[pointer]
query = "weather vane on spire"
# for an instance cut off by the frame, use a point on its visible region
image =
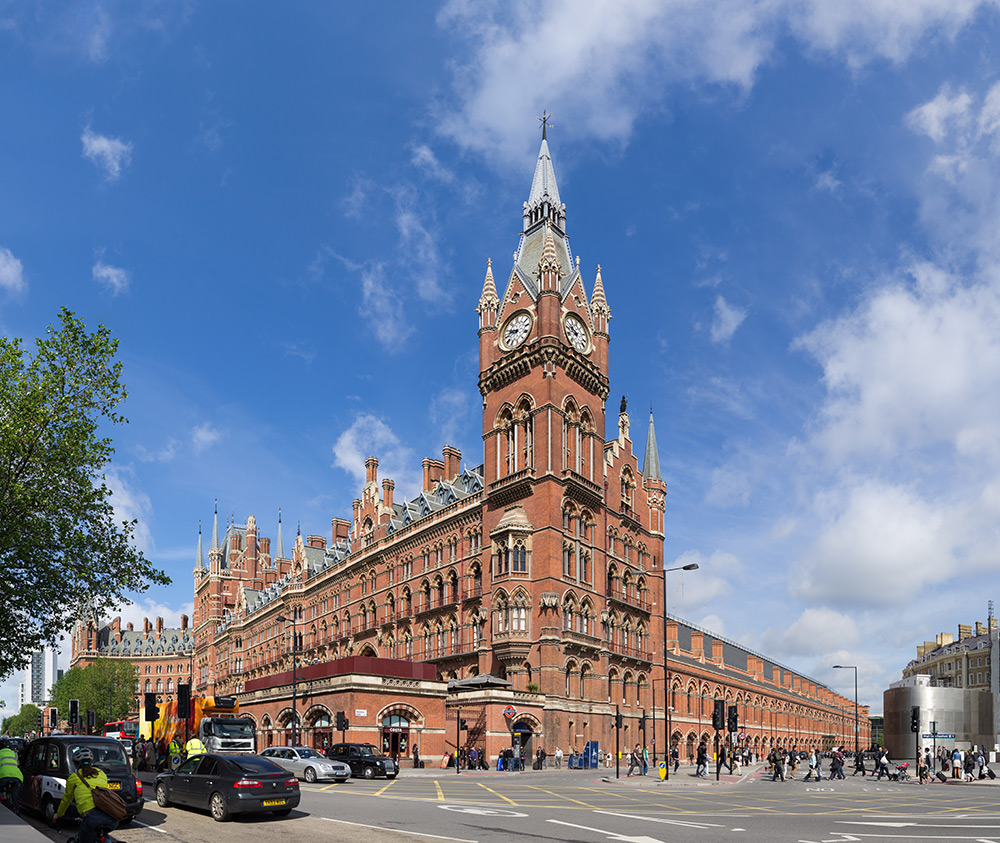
(544, 120)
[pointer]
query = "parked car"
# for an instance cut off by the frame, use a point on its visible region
(229, 784)
(306, 763)
(364, 759)
(47, 763)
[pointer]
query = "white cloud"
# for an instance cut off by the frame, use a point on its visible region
(880, 545)
(419, 246)
(608, 61)
(688, 591)
(424, 158)
(11, 272)
(369, 436)
(815, 631)
(382, 307)
(828, 181)
(204, 436)
(942, 115)
(915, 364)
(726, 320)
(164, 454)
(449, 411)
(131, 503)
(109, 155)
(113, 278)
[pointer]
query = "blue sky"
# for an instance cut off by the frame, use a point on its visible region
(285, 216)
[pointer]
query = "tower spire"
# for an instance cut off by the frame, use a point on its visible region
(200, 558)
(215, 528)
(651, 462)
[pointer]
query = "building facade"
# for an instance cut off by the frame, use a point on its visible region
(39, 676)
(948, 716)
(522, 596)
(964, 662)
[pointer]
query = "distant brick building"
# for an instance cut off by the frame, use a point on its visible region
(525, 591)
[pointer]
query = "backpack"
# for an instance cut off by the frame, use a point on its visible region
(108, 801)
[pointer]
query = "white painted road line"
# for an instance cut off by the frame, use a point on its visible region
(665, 820)
(150, 827)
(624, 838)
(397, 830)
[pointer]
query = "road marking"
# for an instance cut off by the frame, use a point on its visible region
(685, 823)
(150, 827)
(495, 793)
(611, 834)
(482, 812)
(397, 830)
(913, 825)
(561, 796)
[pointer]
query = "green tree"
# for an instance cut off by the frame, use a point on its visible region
(106, 686)
(25, 721)
(62, 551)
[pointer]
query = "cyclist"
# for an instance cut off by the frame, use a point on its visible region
(79, 790)
(194, 748)
(10, 775)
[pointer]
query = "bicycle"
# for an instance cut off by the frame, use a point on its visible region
(8, 796)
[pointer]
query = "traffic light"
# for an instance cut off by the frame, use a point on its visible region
(184, 701)
(719, 715)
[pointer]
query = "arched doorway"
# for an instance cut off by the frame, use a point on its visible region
(520, 739)
(395, 736)
(322, 730)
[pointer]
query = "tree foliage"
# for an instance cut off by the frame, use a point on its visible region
(107, 686)
(61, 546)
(25, 721)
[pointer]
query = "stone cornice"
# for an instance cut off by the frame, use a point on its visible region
(518, 365)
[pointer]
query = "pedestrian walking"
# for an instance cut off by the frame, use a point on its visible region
(859, 764)
(814, 769)
(634, 761)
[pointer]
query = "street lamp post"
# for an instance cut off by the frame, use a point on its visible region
(857, 734)
(667, 708)
(295, 677)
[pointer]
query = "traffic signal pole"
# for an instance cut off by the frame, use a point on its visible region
(618, 721)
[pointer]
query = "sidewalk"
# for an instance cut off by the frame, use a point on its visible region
(15, 830)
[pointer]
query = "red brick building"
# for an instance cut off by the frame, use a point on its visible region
(526, 591)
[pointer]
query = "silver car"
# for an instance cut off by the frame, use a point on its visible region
(306, 763)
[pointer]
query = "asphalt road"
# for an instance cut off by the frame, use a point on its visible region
(582, 807)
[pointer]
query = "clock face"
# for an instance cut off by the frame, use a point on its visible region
(576, 332)
(517, 330)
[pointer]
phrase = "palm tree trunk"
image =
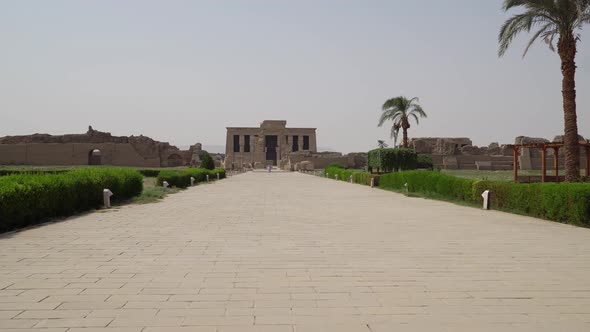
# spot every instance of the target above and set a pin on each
(567, 53)
(405, 140)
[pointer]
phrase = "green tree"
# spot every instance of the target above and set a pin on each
(400, 110)
(381, 144)
(554, 19)
(207, 161)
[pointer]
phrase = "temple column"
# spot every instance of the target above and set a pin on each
(544, 165)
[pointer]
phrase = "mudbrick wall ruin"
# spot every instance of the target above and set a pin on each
(94, 147)
(460, 153)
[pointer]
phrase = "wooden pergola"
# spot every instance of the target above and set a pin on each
(544, 147)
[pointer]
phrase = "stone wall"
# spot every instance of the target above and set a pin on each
(75, 149)
(531, 159)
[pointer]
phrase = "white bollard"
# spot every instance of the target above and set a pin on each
(486, 199)
(106, 195)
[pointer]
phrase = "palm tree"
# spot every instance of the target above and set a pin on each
(381, 144)
(553, 19)
(400, 110)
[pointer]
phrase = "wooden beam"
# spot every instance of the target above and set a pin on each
(544, 165)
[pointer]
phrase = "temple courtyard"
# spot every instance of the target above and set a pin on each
(295, 253)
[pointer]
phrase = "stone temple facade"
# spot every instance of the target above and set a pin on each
(257, 147)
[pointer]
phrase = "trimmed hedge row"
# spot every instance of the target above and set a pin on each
(567, 203)
(344, 175)
(182, 179)
(29, 199)
(392, 160)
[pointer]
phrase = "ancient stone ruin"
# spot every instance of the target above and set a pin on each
(460, 153)
(94, 148)
(273, 143)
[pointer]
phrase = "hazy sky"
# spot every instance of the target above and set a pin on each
(182, 71)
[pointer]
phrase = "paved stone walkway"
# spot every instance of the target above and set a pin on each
(295, 253)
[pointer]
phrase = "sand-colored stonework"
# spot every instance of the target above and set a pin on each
(93, 147)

§ **DIRECTIONS FOR THIS TASK**:
Identify how many lines in the entries above contain the word "building" and provide only that figure.

§ **SOLUTION BELOW**:
3